Pull out each line of the records holding the string "Where".
------ GIVEN DATA
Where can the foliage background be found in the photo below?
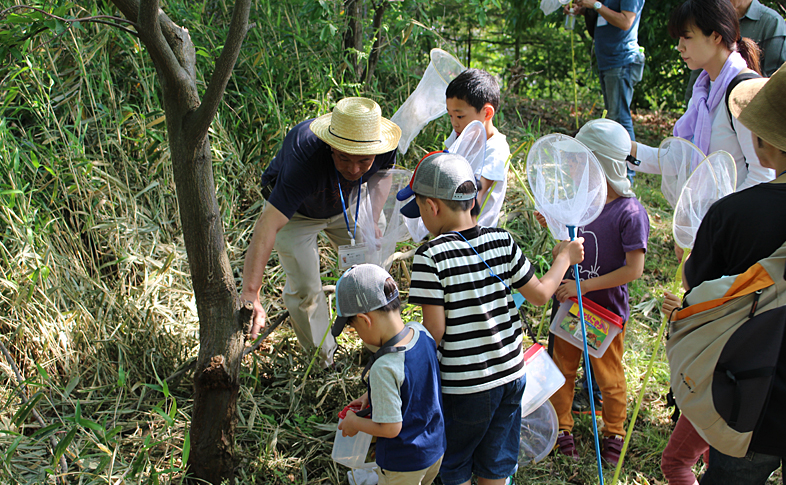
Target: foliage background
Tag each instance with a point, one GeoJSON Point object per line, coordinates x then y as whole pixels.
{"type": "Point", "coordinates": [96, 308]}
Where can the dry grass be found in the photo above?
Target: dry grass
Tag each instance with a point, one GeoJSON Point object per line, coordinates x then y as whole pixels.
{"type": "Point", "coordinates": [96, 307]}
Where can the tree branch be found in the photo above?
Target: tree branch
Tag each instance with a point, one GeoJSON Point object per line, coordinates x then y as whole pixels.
------------
------ GIVEN DATA
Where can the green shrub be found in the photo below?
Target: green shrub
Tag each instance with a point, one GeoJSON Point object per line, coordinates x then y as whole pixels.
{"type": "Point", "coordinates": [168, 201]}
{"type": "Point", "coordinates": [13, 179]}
------------
* [OUTPUT OF THE TASK]:
Where can the foliage background be found in the photo below?
Where can the dry grass be found in the photo above?
Where can the tree branch be found in the photo above?
Where can the green shrub be found in the photo below?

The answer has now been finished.